* **A run of records**
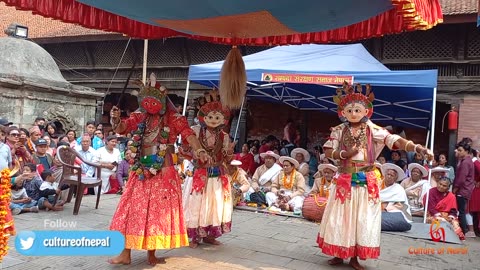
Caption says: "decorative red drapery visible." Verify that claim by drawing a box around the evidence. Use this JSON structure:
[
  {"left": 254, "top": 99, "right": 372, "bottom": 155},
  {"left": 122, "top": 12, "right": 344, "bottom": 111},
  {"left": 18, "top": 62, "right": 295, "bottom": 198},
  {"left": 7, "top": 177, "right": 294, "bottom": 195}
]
[{"left": 0, "top": 0, "right": 443, "bottom": 46}]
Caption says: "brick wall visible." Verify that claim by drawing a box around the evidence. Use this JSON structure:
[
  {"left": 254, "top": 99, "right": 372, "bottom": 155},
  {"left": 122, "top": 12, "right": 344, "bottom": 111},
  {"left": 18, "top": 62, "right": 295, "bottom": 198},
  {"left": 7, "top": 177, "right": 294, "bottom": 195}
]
[{"left": 458, "top": 95, "right": 480, "bottom": 148}]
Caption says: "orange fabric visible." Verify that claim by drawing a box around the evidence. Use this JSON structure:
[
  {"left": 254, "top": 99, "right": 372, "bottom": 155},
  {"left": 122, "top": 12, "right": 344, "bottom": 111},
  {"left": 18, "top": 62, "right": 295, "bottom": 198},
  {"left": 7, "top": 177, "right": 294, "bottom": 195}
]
[
  {"left": 110, "top": 166, "right": 188, "bottom": 250},
  {"left": 4, "top": 0, "right": 443, "bottom": 46}
]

* **What the task requires**
Copy every line of the items that contains the string "drawing". Case counts.

* **Full output**
Caption says: "decorative red drapery visible." Verify that claim by drawing a box around the evidence. Use this JSON structure:
Caption says: "brick wall visible." Verify that claim by drawing a box around the evidence. Use this JSON structure:
Caption says: "orange fabric visible." Verify that claim by drawing a box around the evidence. Use this JSON structure:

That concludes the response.